== Problem details ==
Reproduce word for word the lines of the listing from the first one through the one with "In this exercise you will indicate the fern", omitting every picture.
Exercise inputs START
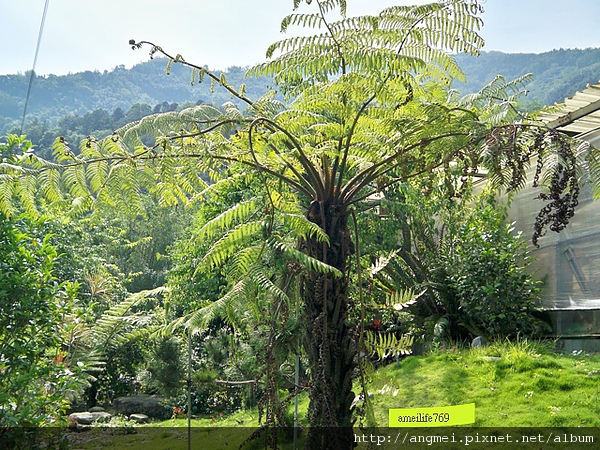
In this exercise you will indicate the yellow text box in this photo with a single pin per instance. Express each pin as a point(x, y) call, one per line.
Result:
point(435, 416)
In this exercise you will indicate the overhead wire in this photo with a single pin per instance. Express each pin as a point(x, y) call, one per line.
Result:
point(32, 73)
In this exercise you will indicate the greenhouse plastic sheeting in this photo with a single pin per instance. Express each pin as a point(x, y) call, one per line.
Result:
point(568, 262)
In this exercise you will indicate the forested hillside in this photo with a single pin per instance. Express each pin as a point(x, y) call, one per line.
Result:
point(96, 103)
point(556, 75)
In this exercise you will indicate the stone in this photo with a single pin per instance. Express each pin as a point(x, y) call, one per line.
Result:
point(101, 416)
point(479, 342)
point(151, 405)
point(84, 418)
point(139, 418)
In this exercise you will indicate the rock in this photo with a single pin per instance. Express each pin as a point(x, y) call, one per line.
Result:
point(84, 418)
point(139, 418)
point(87, 418)
point(479, 342)
point(151, 405)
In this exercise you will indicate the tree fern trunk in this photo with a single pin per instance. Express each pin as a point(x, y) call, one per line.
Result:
point(328, 337)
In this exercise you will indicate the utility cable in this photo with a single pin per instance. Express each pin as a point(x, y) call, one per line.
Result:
point(32, 74)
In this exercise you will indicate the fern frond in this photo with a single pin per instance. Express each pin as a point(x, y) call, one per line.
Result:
point(385, 345)
point(301, 258)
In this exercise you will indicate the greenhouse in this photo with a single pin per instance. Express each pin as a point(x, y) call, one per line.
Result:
point(569, 262)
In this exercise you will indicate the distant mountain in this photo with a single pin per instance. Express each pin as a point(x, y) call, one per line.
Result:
point(147, 83)
point(79, 104)
point(556, 75)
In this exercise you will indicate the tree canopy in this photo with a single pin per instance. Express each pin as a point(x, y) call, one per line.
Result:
point(368, 108)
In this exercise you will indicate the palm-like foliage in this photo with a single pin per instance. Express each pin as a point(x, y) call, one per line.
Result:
point(368, 109)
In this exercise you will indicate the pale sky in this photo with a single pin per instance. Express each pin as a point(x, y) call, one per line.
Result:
point(93, 34)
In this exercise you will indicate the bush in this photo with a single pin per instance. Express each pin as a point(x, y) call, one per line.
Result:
point(34, 375)
point(496, 294)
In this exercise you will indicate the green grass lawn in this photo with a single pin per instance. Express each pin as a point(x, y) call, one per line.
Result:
point(511, 385)
point(520, 384)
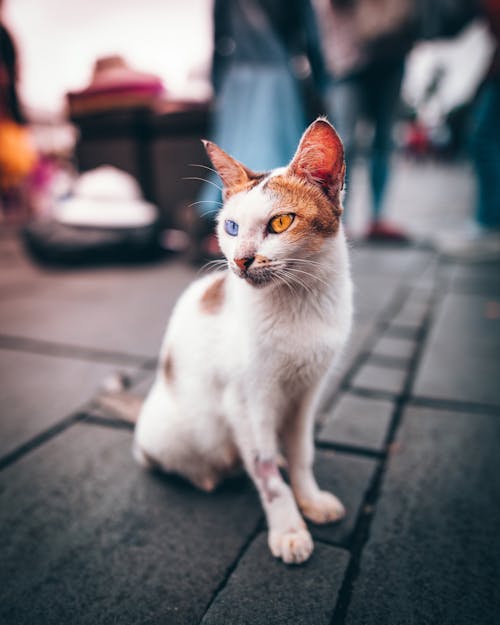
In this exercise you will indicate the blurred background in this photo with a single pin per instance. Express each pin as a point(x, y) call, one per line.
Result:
point(103, 106)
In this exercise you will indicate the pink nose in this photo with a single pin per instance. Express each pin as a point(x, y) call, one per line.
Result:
point(245, 262)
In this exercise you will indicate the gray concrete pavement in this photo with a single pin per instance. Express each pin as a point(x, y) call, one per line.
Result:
point(408, 439)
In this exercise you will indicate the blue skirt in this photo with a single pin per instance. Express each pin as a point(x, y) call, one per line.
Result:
point(259, 120)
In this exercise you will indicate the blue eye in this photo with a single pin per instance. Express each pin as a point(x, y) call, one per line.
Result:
point(231, 227)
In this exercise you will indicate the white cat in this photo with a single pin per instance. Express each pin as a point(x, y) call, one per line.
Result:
point(247, 349)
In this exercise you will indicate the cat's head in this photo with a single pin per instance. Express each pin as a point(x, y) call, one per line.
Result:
point(275, 223)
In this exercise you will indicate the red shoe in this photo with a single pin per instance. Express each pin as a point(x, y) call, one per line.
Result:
point(384, 231)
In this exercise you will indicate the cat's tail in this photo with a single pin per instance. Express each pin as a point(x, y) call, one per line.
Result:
point(116, 402)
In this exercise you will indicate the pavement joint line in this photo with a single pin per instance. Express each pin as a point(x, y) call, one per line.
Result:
point(342, 448)
point(40, 439)
point(108, 422)
point(62, 350)
point(361, 532)
point(388, 362)
point(259, 527)
point(371, 393)
point(453, 405)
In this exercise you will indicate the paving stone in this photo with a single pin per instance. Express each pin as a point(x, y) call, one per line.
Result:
point(349, 477)
point(480, 279)
point(355, 346)
point(37, 391)
point(460, 361)
point(88, 537)
point(358, 422)
point(373, 296)
point(264, 590)
point(119, 309)
point(382, 379)
point(412, 314)
point(394, 347)
point(433, 556)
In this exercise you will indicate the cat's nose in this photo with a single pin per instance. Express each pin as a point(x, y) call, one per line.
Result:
point(244, 262)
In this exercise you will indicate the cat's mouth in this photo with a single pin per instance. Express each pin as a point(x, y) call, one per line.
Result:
point(255, 277)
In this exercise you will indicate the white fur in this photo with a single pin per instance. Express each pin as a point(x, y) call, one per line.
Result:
point(247, 378)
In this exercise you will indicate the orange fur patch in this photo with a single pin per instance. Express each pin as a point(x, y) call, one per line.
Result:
point(213, 298)
point(245, 186)
point(317, 217)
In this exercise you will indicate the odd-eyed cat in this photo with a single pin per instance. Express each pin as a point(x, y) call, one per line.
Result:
point(247, 349)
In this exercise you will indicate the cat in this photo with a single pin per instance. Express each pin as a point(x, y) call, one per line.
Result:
point(247, 349)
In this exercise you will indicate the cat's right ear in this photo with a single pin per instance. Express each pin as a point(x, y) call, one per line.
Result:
point(232, 172)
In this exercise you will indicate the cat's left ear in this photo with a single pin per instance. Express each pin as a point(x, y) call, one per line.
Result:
point(320, 158)
point(233, 173)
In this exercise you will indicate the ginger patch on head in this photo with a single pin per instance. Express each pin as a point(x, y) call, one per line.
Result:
point(316, 217)
point(213, 298)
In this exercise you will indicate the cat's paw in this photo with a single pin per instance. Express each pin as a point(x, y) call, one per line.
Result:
point(293, 546)
point(322, 508)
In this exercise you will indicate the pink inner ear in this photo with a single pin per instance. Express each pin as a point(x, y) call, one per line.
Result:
point(320, 155)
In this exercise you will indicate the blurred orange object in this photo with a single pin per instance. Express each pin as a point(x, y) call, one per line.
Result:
point(18, 156)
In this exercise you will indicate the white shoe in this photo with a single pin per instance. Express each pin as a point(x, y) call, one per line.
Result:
point(474, 243)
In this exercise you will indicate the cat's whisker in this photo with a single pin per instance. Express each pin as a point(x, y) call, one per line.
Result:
point(213, 265)
point(295, 279)
point(205, 202)
point(306, 261)
point(203, 180)
point(204, 167)
point(307, 273)
point(282, 280)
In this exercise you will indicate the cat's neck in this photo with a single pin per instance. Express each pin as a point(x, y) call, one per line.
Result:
point(308, 287)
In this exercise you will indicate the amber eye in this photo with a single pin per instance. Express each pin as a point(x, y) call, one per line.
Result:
point(280, 223)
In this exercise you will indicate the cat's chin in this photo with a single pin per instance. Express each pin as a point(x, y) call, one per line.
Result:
point(256, 280)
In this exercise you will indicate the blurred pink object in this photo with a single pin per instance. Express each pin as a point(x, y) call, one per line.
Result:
point(115, 85)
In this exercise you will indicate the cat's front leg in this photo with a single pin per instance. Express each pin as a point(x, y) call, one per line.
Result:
point(288, 537)
point(317, 505)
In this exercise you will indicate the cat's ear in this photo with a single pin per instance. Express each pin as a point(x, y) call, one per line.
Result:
point(320, 157)
point(232, 172)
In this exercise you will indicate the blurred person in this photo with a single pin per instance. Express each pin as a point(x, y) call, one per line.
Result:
point(480, 239)
point(264, 51)
point(365, 43)
point(18, 157)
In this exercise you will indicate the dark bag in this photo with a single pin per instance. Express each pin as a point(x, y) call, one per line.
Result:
point(55, 243)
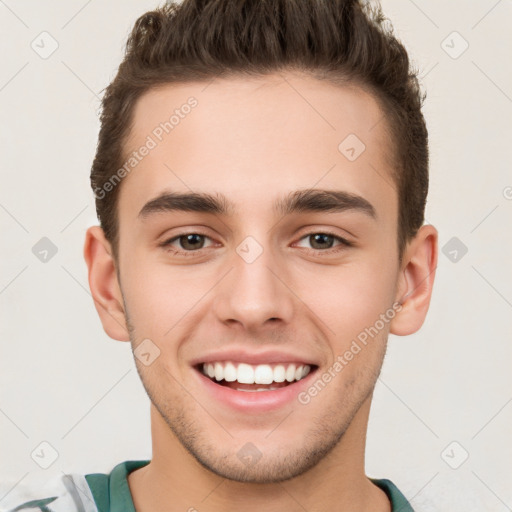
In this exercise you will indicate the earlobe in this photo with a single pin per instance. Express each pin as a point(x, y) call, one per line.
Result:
point(104, 284)
point(416, 281)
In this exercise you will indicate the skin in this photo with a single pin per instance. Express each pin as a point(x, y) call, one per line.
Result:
point(256, 140)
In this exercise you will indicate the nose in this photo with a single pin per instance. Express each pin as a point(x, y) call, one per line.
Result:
point(254, 293)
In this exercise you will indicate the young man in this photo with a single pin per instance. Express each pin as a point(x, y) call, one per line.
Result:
point(260, 179)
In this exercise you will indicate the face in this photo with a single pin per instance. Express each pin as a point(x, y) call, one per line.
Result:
point(267, 272)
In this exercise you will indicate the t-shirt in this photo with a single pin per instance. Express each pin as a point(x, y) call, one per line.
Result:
point(100, 492)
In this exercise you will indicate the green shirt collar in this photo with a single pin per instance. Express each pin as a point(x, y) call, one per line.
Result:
point(114, 495)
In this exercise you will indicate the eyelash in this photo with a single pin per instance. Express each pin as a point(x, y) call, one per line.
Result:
point(343, 244)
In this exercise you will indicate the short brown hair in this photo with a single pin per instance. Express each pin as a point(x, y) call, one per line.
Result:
point(342, 41)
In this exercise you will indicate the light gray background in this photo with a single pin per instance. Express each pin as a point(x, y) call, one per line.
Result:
point(65, 382)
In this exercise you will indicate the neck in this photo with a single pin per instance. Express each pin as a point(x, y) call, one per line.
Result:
point(175, 481)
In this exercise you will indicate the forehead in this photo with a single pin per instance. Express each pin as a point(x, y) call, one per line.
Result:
point(256, 139)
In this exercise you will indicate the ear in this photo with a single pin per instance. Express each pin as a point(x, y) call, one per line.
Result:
point(415, 282)
point(104, 284)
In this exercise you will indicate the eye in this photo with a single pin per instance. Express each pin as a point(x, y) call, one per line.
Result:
point(324, 242)
point(187, 242)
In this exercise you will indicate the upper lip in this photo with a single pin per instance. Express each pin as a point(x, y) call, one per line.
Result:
point(255, 358)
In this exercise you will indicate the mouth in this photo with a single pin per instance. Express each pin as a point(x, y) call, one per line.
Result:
point(255, 378)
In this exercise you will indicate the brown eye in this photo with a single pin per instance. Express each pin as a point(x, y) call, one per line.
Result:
point(191, 241)
point(321, 241)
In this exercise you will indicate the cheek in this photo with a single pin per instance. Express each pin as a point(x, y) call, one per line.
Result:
point(350, 299)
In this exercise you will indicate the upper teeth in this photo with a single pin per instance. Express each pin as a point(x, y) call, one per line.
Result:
point(255, 374)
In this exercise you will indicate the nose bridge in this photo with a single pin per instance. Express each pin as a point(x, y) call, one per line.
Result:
point(254, 292)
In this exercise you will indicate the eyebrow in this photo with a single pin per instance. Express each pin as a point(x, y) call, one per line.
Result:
point(307, 200)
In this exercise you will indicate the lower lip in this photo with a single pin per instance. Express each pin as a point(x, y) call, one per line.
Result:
Exercise inputs END
== Expected answer ==
In this exercise you will indicate the yellow text box in this photo with a single pin per instance. Express each pin as a point(x, y) call, one per line.
Result:
point(435, 416)
In this exercise you will indicate the overhead wire in this photo with a single pin per instance. Express each pin as a point(x, y) call, one per line.
Result:
point(32, 73)
In this exercise you will indicate the greenhouse plastic sheeting in this photo with a single pin per instance. Express each pin as a point(x, y) call, one per line.
Result:
point(568, 262)
In this exercise you will indicate the forested hillside in this photo with a single pin per instance. Express each pin as a point(x, y) call, one per line.
Result:
point(96, 103)
point(556, 75)
In this exercise you will indicate the stone in this photo with a single pin per instance. Express each pin as a point(x, y) call, one per line.
Result:
point(101, 416)
point(479, 342)
point(151, 405)
point(84, 418)
point(139, 418)
In this exercise you will indicate the rock in this photo with a single pin per instance. Express each pin as a point(x, y) call, one per line.
Result:
point(84, 418)
point(139, 418)
point(87, 418)
point(479, 342)
point(151, 405)
In this exercise you will indicate the tree fern trunk in this photo with a single pin per instance. Express each pin as a point(x, y) call, one per line.
Result:
point(328, 337)
In this exercise you will indicate the utility cable in this photo with a single pin per instance. Express each pin as a point(x, y) call, one per line.
Result:
point(32, 74)
In this exercise you will indicate the fern frond in this photo with a single pin per instance. Express each pin as a point(x, y) call, one per line.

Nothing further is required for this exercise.